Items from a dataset
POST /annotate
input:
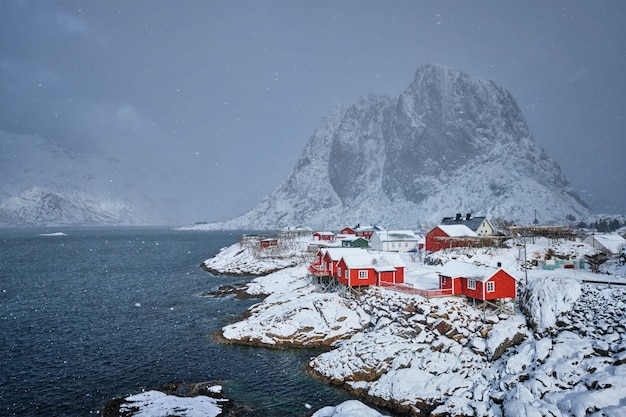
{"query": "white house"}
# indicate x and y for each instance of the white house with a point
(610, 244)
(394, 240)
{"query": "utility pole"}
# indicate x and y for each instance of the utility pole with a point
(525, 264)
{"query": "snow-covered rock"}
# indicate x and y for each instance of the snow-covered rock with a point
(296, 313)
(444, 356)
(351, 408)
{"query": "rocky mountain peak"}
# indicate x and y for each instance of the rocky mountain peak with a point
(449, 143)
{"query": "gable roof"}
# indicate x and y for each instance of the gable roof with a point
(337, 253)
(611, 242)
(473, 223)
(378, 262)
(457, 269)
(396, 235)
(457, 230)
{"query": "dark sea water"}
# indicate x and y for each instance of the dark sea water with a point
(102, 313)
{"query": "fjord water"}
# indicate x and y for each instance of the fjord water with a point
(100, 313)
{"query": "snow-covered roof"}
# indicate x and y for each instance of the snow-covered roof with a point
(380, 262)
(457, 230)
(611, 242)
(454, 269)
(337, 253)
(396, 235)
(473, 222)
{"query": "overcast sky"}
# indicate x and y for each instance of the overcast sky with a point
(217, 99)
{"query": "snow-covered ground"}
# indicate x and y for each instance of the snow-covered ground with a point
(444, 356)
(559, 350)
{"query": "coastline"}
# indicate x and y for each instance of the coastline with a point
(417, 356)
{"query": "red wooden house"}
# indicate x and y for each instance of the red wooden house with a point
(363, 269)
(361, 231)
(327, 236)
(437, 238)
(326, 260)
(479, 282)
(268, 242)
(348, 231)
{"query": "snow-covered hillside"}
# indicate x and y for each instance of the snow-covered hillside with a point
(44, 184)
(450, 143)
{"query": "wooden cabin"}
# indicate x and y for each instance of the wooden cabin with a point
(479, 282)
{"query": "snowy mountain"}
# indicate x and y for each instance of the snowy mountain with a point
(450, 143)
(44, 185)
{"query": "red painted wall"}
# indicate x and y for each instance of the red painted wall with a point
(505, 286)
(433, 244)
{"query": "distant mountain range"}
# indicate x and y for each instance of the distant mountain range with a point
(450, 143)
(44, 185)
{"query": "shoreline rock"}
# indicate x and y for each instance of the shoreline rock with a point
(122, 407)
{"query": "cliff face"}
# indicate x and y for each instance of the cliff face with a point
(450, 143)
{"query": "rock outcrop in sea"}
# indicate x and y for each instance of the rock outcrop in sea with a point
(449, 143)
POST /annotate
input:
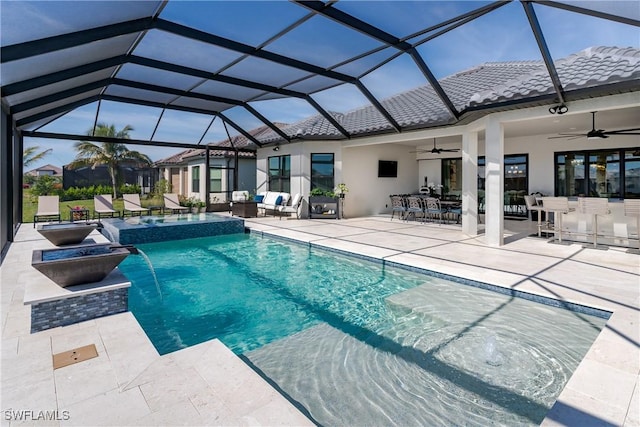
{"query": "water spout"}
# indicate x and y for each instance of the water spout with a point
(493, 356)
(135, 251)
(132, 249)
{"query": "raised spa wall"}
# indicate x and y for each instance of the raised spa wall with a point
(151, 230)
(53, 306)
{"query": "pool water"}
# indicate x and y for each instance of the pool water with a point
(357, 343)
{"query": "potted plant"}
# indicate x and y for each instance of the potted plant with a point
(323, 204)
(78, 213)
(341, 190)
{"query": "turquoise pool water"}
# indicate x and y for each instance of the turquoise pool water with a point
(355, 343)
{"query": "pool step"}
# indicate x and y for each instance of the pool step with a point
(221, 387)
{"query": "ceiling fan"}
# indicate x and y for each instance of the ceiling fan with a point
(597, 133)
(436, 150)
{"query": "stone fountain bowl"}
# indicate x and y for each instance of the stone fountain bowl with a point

- _Your goal_: Return every line of the records that contains the word "raised", matching case exactly.

- _Reply to the task_:
{"query": "raised spa wall"}
# indicate x and y for each instance of the raised spa wall with a point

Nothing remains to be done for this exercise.